Assuming both grappler (speed of 60 feet) and grappled are prone*, how does the grappler stand?

PHB pg 190/191

Being Prone

Standing up takes more effort; doing so costs an amount of movement equal to half your speed. For example, if your speed is 30 feet, you must spend 15 feet of movement to stand up.

PHB pg 195

Moving a Grappled Creature. When you move, you can drag or carry the grappled creature with you, but your speed is halved [..]

I can see three ways it can be interpreted:

  • The grappler has a speed of 60 feet. Standing up takes 30 feet. They stand, and only have 30 feet of movement left. Having someone grappled, they can only move 30 feet in any direction with the one they've grappled -- but they also have exactly 30 feet left. So they can move 30 feet in any direction with the one they grappled, so that being prone and grappling someone has no effect on you.

__Goals__:
(1) List every distinct distance measured in feet that appears in the rules question about grappling and standing from prone.
(2) Quote the rules question about grappling and standing from prone word for word, starting with "PHB pg 190/191" and going on through "effect on you.".

__Given information__:
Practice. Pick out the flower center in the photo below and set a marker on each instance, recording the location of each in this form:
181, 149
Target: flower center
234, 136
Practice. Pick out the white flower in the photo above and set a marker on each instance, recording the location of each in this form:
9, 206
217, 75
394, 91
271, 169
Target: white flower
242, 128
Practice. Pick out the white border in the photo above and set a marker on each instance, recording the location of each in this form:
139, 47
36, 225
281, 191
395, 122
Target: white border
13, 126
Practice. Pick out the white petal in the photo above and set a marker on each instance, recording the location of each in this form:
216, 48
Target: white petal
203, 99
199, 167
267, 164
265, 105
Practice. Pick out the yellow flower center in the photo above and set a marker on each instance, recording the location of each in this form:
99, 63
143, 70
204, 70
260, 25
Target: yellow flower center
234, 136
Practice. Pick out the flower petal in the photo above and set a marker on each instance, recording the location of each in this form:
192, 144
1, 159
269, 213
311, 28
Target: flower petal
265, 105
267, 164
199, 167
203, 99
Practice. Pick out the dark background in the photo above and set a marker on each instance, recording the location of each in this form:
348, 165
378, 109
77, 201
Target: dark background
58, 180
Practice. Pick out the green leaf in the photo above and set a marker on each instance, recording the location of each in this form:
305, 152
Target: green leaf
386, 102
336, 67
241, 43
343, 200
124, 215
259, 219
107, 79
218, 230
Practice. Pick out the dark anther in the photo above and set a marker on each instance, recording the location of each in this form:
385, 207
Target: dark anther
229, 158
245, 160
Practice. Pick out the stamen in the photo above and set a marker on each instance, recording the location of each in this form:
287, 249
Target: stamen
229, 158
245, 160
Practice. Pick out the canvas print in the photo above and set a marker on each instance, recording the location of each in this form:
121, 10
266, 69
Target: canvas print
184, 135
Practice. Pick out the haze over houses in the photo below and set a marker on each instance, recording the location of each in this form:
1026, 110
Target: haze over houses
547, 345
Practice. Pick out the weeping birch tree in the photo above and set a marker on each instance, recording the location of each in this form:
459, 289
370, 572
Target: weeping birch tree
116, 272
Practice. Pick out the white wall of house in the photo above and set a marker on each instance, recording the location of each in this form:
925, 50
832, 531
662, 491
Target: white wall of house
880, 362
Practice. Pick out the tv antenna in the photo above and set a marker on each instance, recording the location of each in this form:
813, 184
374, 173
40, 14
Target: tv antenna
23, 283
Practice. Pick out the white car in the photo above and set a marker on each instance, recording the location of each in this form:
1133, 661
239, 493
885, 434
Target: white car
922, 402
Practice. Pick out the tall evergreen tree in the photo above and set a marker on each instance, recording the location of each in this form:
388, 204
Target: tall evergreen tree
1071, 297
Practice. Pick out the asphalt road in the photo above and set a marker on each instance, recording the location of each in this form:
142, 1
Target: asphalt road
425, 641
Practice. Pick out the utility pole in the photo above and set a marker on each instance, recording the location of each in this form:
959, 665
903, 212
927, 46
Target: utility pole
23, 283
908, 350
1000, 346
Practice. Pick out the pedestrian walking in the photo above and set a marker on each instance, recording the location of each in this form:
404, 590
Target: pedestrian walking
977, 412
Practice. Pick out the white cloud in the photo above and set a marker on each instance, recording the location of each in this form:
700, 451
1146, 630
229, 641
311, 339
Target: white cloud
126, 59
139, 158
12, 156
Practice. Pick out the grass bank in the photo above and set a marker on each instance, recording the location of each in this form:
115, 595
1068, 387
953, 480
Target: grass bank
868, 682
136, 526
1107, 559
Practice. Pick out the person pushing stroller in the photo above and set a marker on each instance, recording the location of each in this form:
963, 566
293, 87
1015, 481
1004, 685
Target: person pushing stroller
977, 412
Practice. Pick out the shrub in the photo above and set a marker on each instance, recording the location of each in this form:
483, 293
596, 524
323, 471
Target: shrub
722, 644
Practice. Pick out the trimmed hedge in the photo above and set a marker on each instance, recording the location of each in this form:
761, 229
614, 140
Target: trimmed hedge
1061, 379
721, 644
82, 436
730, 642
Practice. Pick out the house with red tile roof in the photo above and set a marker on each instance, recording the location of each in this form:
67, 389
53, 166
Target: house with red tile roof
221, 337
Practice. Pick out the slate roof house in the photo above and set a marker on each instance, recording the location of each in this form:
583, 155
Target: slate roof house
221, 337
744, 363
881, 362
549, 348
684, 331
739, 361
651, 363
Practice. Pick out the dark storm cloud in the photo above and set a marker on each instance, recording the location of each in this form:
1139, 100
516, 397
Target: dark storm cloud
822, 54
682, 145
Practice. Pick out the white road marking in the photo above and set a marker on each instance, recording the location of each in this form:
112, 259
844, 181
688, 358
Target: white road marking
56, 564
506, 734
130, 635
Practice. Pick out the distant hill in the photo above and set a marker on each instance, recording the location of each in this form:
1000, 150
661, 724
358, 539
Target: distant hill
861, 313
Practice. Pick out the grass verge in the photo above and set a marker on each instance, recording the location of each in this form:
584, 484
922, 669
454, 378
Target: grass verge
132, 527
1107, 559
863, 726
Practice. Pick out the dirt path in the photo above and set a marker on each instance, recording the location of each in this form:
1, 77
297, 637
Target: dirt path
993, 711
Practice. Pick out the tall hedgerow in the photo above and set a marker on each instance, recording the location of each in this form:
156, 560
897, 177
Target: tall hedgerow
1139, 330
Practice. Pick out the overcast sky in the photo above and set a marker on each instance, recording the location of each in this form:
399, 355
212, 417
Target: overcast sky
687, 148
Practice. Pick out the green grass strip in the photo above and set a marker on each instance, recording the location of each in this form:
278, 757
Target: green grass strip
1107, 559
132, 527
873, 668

__Set of answers__:
(1) 60 feet, 30 feet, 15 feet

(2)
PHB pg 190/191

Being Prone

Standing up takes more effort; doing so costs an amount of movement equal to half your speed. For example, if your speed is 30 feet, you must spend 15 feet of movement to stand up.

PHB pg 195

Moving a Grappled Creature. When you move, you can drag or carry the grappled creature with you, but your speed is halved [..]

I can see three ways it can be interpreted:

  • The grappler has a speed of 60 feet. Standing up takes 30 feet. They stand, and only have 30 feet of movement left. Having someone grappled, they can only move 30 feet in any direction with the one they've grappled -- but they also have exactly 30 feet left. So they can move 30 feet in any direction with the one they grappled, so that being prone and grappling someone has no effect on you.